> _What you have to do_: Report all lines of the data below that hold the word "outline".

Information shown section start

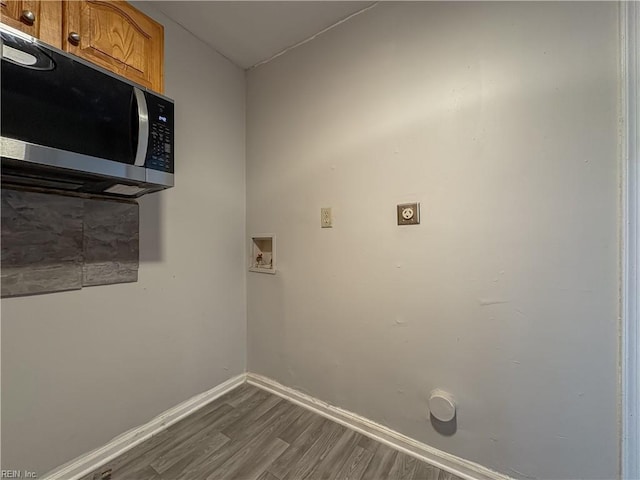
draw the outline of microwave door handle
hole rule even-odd
[[[9,35],[0,35],[0,60],[30,70],[53,70],[55,63],[45,50],[35,43]]]
[[[137,167],[144,167],[144,162],[147,158],[147,147],[149,146],[149,110],[144,92],[137,87],[133,87],[133,93],[138,105],[138,148],[133,164]]]

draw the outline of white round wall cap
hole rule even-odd
[[[436,388],[429,395],[429,410],[441,422],[449,422],[456,416],[456,403],[450,393]]]

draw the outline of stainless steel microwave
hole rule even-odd
[[[0,26],[2,184],[139,197],[174,185],[174,103]]]

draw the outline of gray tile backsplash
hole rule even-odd
[[[138,205],[2,189],[1,295],[135,282]]]
[[[84,286],[138,280],[138,204],[84,202]]]

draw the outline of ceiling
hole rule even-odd
[[[294,46],[373,2],[154,1],[153,5],[242,68]]]

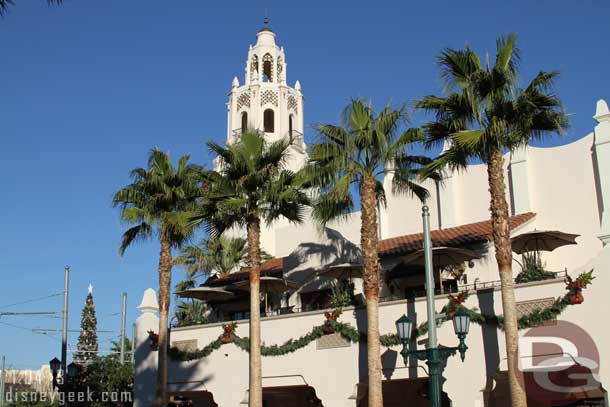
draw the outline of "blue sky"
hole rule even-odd
[[[69,264],[71,328],[92,283],[99,328],[118,330],[121,293],[129,294],[131,324],[143,290],[157,284],[158,246],[119,257],[124,228],[113,191],[153,146],[209,166],[204,142],[224,141],[226,95],[233,76],[243,80],[265,2],[16,3],[0,19],[0,312],[60,311],[60,297],[4,305],[60,292]],[[495,38],[508,32],[519,35],[525,80],[561,71],[557,92],[573,127],[546,145],[590,132],[596,100],[610,98],[606,1],[266,3],[288,81],[303,86],[308,124],[336,121],[352,96],[379,106],[438,93],[443,47],[493,55]],[[60,320],[0,318],[0,354],[13,366],[59,354],[58,336],[34,327],[58,329]],[[100,335],[101,348],[116,335]]]

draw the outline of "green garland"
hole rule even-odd
[[[590,272],[589,272],[589,277],[590,277]],[[568,286],[568,289],[570,289],[569,286]],[[462,294],[460,294],[460,295],[462,295]],[[518,320],[519,329],[533,328],[535,326],[542,325],[543,323],[545,323],[553,318],[556,318],[568,307],[568,305],[571,305],[571,302],[570,302],[571,295],[572,295],[572,293],[569,292],[566,295],[564,295],[563,297],[557,298],[551,306],[543,308],[543,309],[535,309],[532,312],[530,312],[529,314],[523,315]],[[458,296],[458,298],[460,298],[460,297]],[[463,298],[463,297],[461,297],[461,298]],[[460,301],[463,301],[463,299]],[[456,302],[455,298],[452,296],[449,297],[449,303],[443,307],[441,312],[447,314],[447,313],[451,313],[451,312],[457,310],[457,308],[464,308],[470,315],[470,321],[473,323],[476,323],[479,325],[485,325],[485,324],[496,325],[497,328],[504,329],[504,317],[502,315],[480,314],[476,311],[473,311],[471,309],[468,309],[468,308],[462,306],[461,302],[459,302],[459,301]],[[340,310],[333,311],[333,315],[336,314],[334,319],[329,319],[327,316],[327,319],[324,322],[324,324],[313,327],[311,331],[309,331],[308,333],[306,333],[305,335],[303,335],[297,339],[289,339],[281,345],[266,346],[265,344],[263,344],[261,346],[261,354],[263,356],[283,356],[283,355],[286,355],[289,353],[293,353],[299,349],[306,347],[307,345],[309,345],[313,341],[321,338],[322,336],[327,335],[328,333],[333,333],[333,332],[340,334],[343,338],[345,338],[346,340],[348,340],[349,342],[352,342],[352,343],[366,342],[367,336],[365,333],[358,331],[358,329],[356,329],[355,327],[353,327],[352,325],[350,325],[348,323],[338,322],[336,320],[336,318],[338,317],[338,315],[340,315],[340,313],[341,313]],[[441,319],[440,322],[444,323],[444,322],[447,322],[448,320],[450,320],[450,318],[447,317],[447,315],[445,315],[445,317],[443,319]],[[245,352],[249,352],[250,351],[250,338],[248,338],[247,336],[245,336],[245,337],[238,336],[235,333],[235,327],[236,327],[235,323],[231,324],[230,328],[228,328],[228,325],[224,325],[223,326],[224,333],[221,334],[217,339],[215,339],[214,341],[212,341],[211,343],[206,345],[203,349],[197,349],[195,351],[183,351],[178,348],[171,347],[169,349],[168,354],[172,359],[178,360],[178,361],[190,361],[190,360],[202,359],[202,358],[208,357],[212,352],[214,352],[215,350],[219,349],[221,346],[223,346],[227,343],[233,343],[235,346],[237,346],[241,350],[243,350]],[[415,337],[420,337],[420,336],[425,335],[427,332],[428,332],[428,324],[427,324],[427,322],[424,322],[416,328],[414,335],[415,335]],[[385,346],[385,347],[398,346],[398,345],[402,344],[402,342],[397,334],[381,335],[379,337],[379,339],[380,339],[381,345]]]

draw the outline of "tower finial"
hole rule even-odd
[[[263,18],[265,27],[269,26],[269,7],[265,7],[265,18]]]

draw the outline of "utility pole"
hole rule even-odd
[[[123,309],[121,310],[121,364],[125,364],[125,321],[127,318],[127,293],[123,293]]]
[[[0,373],[0,407],[4,407],[4,368],[6,367],[6,357],[2,356],[2,373]]]
[[[66,366],[68,359],[68,290],[70,288],[70,267],[64,269],[64,309],[63,326],[61,332],[61,374],[62,380],[66,379]]]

Information shown section end

> _Output of the exercise_:
draw the outline of microwave door handle
draw the outline of white round wall cap
draw the outline of stainless steel microwave
draw the outline of gray tile backsplash
draw the outline of ceiling
draw the outline of "blue sky"
draw the outline of "green garland"
draw the outline of "tower finial"
draw the outline of "utility pole"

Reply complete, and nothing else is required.